● DIRECTIVE 1
In the ANTLR lexer question below, list the name of every lexer rule defined in the sample grammar named TestTime.
● DIRECTIVE 2
Go on with the ANTLR lexer question below, starting right after its final sentence.

● SOURCE PASSAGE
------------------------------------

问题
How to use lexer rules having same starting?
I am trying to use two similar lexer rules (having the same starting):
TIMECONSTANT: ('0'..'9')+ ':' ('0'..'9')+;
INTEGER : ('0'..'9')+;
COLON : ':';
Here is my sample grammar:
grammar TestTime;
text : (timeexpr | caseblock)*;
timeexpr : TIME;
caseblock : INT COLON ID;
TIME : ('0'..'9')+ ':' ('0'..'9')+;
INT : ('0'..'9')+;
COLON : ':';
ID : ('a'..'z')+;
WS : (' ' | '\t' | '\r' | '\n') {$channel=HIDDEN;};
When i try to parse text:
12:44
123 : abc
123: abc
First two lines are parsed correctly, 3rd - generates error. For some reason, '123:' ANTLR parses as TIME (while it is not)...
So, is it possible to make grammar with such lexems?

------------------------------------

● DATA EXTRACT

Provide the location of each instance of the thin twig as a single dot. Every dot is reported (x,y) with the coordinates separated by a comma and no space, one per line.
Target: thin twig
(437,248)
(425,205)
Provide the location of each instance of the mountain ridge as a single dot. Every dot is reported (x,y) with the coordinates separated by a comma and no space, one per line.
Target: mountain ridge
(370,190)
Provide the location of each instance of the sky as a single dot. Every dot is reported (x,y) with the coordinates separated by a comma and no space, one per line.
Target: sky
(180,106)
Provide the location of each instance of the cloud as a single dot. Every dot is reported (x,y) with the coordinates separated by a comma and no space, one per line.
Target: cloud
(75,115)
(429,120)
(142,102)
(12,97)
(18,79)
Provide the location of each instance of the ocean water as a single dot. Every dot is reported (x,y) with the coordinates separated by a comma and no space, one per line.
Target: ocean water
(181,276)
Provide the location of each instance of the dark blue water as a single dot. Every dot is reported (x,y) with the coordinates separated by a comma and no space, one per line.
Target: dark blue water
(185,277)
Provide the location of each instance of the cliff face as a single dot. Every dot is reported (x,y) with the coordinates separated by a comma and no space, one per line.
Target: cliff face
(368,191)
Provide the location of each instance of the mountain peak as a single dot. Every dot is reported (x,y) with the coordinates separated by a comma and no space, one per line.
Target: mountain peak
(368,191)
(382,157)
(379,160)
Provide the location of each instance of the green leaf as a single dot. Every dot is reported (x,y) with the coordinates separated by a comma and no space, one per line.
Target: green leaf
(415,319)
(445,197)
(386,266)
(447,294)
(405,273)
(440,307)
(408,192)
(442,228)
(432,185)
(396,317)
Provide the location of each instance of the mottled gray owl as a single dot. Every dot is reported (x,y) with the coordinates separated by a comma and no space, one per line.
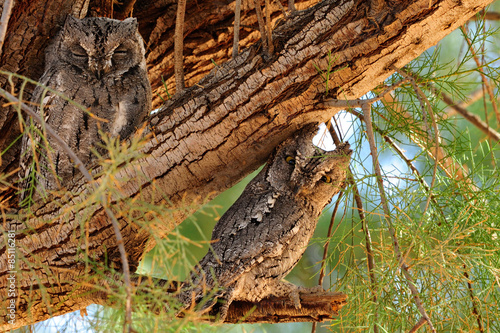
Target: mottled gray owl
(100,64)
(263,235)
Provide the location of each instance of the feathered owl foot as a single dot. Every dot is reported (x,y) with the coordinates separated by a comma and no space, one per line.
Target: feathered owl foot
(287,289)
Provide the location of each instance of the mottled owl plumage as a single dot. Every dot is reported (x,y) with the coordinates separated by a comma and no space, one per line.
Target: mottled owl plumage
(100,64)
(263,235)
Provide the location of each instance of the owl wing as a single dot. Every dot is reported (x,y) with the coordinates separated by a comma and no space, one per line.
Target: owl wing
(254,228)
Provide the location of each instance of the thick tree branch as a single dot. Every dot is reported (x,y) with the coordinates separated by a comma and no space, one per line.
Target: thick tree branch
(202,137)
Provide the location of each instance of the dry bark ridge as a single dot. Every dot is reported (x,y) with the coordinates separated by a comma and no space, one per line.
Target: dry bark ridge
(203,136)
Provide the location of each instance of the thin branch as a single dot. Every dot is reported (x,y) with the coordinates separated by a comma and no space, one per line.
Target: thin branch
(237,22)
(262,27)
(472,98)
(269,29)
(475,310)
(404,267)
(486,83)
(419,324)
(472,118)
(437,141)
(368,237)
(327,243)
(358,103)
(81,167)
(179,46)
(4,21)
(492,16)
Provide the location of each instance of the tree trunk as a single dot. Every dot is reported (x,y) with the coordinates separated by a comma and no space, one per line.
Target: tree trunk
(203,136)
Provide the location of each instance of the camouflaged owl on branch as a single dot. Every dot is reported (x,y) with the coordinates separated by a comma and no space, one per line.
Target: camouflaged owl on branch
(100,64)
(263,235)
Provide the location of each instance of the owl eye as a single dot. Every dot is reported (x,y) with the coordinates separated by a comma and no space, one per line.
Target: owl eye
(326,179)
(79,53)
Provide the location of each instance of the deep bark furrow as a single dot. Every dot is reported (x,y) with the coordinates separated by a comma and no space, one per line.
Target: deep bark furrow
(203,137)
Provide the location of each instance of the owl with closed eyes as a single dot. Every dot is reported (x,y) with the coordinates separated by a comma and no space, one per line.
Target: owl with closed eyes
(99,63)
(265,232)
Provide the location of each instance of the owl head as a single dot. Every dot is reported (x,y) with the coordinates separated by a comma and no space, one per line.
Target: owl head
(308,172)
(99,47)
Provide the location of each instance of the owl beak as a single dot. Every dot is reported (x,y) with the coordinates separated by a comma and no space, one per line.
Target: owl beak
(101,67)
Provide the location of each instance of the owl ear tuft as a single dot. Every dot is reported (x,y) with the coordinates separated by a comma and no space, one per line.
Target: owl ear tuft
(131,22)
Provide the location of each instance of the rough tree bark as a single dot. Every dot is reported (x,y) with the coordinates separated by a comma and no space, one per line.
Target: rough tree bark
(201,137)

------------------------------------

● EXPECTED ANSWER 1
TIME, INT, COLON, ID, WS

● EXPECTED ANSWER 2
Having such rules is necessary in my language for using both case-blocks and datetime constants. For example in my language it is possible to write:
case MyInt of
1: a := 01.01.2012;
2: b := 12:44;
3: ....
end;
回答1:
As soon DIGIT+ ':'
is matched, the lexer expects this to be followed by another DIGIT
to match a TIMECONSTANT
. If this does not happen, it cannot fall back on another lexer rule that matches DIGIT+ ':'
and the lexer will not give up on the already matched ':'
to match an INTEGER
.
A possible solution would be to optionally match ':' DIGIT+
at the end of the INTEGER
rule and change the type of the token if this gets matched:
grammar T;
parse
: (t=. {System.out.printf("\%-15s '\%s'\n", tokenNames[$t.type], $t.text);})* EOF
;
INTEGER : DIGIT+ ((':' DIGIT)=> ':' DIGIT+ {$type=TIMECONSTANT;})?;
COLON : ':';
SPACE : ' ' {skip();};
fragment DIGIT : '0'..'9';
fragment TIMECONSTANT : ;
When parsing the input:
11: 12:13 : 14
the following will be printed:
INTEGER '11'
COLON ':'
TIMECONSTANT '12:13'
COLON ':'
INTEGER '14'
EDIT
Not too nice, but works...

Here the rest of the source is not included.